** start of The data **

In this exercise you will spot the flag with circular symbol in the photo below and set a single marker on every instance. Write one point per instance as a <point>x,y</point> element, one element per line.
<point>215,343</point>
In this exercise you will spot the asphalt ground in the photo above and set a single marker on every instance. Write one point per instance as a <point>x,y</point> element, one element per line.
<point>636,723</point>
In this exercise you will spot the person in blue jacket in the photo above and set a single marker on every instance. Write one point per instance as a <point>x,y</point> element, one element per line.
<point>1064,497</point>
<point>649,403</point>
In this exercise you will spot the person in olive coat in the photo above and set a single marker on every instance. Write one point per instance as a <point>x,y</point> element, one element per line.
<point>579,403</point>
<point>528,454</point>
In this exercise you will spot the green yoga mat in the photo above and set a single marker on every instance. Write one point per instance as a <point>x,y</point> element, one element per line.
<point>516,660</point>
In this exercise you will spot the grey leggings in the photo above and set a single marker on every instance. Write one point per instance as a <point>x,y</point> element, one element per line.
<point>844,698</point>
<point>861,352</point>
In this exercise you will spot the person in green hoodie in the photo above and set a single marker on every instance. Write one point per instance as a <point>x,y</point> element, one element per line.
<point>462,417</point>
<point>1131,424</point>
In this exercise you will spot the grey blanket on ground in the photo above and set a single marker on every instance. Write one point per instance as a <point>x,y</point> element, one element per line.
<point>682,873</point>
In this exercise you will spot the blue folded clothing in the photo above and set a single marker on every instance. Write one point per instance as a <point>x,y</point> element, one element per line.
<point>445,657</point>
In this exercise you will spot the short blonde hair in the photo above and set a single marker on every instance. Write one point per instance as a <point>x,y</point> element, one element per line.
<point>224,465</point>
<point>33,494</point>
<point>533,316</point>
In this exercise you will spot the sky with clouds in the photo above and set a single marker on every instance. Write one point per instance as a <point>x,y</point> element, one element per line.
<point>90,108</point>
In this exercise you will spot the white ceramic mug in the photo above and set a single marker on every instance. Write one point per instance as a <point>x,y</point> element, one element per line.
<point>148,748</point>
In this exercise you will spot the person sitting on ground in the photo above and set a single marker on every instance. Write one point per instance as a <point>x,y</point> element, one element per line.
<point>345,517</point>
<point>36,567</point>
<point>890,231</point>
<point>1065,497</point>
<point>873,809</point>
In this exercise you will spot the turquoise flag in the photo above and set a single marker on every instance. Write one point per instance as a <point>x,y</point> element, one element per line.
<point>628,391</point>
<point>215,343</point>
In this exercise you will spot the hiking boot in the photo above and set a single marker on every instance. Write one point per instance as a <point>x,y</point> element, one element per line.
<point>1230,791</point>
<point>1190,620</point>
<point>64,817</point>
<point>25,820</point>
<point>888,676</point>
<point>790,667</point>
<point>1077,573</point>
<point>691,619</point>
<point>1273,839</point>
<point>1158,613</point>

** end of The data **

To be done
Copy every entry above word for word, with nothing changed.

Exercise response
In this exercise you will spot the flag with circular symbol in the photo below and set a single marker on every instance. Write one point per instance as a <point>x,y</point> element, one element per line.
<point>215,343</point>
In this exercise you will spot the asphalt ground in the photo above and set a single marker on every instance. Write one point per instance as a <point>x,y</point> element, one element per line.
<point>636,723</point>
In this exercise you will spot the person in blue jacket in the photo above and set a single marker on every instance. Write one point per instance as a <point>x,y</point> element, one element per line.
<point>1064,497</point>
<point>649,403</point>
In this exercise you will spot the person in olive coat in the photo above and set a single marker on every instance. Write one point per instance as a <point>x,y</point> element, one element per line.
<point>579,403</point>
<point>528,454</point>
In this exercise you will spot the green yoga mat in the photo above and set a single marker on every instance. Write one point per instance as a <point>x,y</point> element, one element per line.
<point>516,660</point>
In this exercise you will spot the grey leggings in the photo above and set a single marker on every instance. Write one point per instance as a <point>x,y</point> element, one element per line.
<point>844,698</point>
<point>861,352</point>
In this exercise you will spot the person in green hoodie in the photo above and set a single marker on every instance. Write one point per instance as a <point>x,y</point> element, one element per line.
<point>462,417</point>
<point>1131,424</point>
In this exercise you will spot the grey blanket on ground in the photo above and set a single marker on every instance. Write one point per instance as a <point>x,y</point> element, one element per line.
<point>682,873</point>
In this exercise you will spot the blue folded clothing in the photo above and set a single marker on every instance. Write one point per instance as a <point>x,y</point> element, one element per line.
<point>445,657</point>
In this exercise you will spot the short blonde hair in the photo above and set a single marker on every instance. Write one point per instance as a <point>x,y</point> element, one element per line.
<point>224,465</point>
<point>33,494</point>
<point>533,316</point>
In this exercise you will spot the sky with clouds in the photo above and set a single marker on every instance. Write one point per instance as a <point>x,y</point> element, one element per line.
<point>90,108</point>
In this exercise you will spot the white ceramic mug in the photo above and set a single marker on every instance. Write one point per instance as a <point>x,y</point> element, one element per line.
<point>148,748</point>
In this exercise you will spot the person sitting on ground in the photo above and set a single marker on every instance. Write one point per instance as a <point>x,y</point> element, one element per line.
<point>345,517</point>
<point>36,567</point>
<point>890,231</point>
<point>1065,497</point>
<point>873,809</point>
In this exercise you will spot the turquoise flag in the photo above and set a single marker on every instance. Write one point per instance as a <point>x,y</point> element, one element per line.
<point>628,391</point>
<point>215,343</point>
In this exercise you will spot the hiking boot in the photo above and set a single marker on every instance. Write one point per instance as a <point>x,y</point> element, one element per line.
<point>1230,791</point>
<point>1190,620</point>
<point>64,817</point>
<point>25,820</point>
<point>888,676</point>
<point>790,667</point>
<point>1077,573</point>
<point>691,619</point>
<point>1273,839</point>
<point>1158,613</point>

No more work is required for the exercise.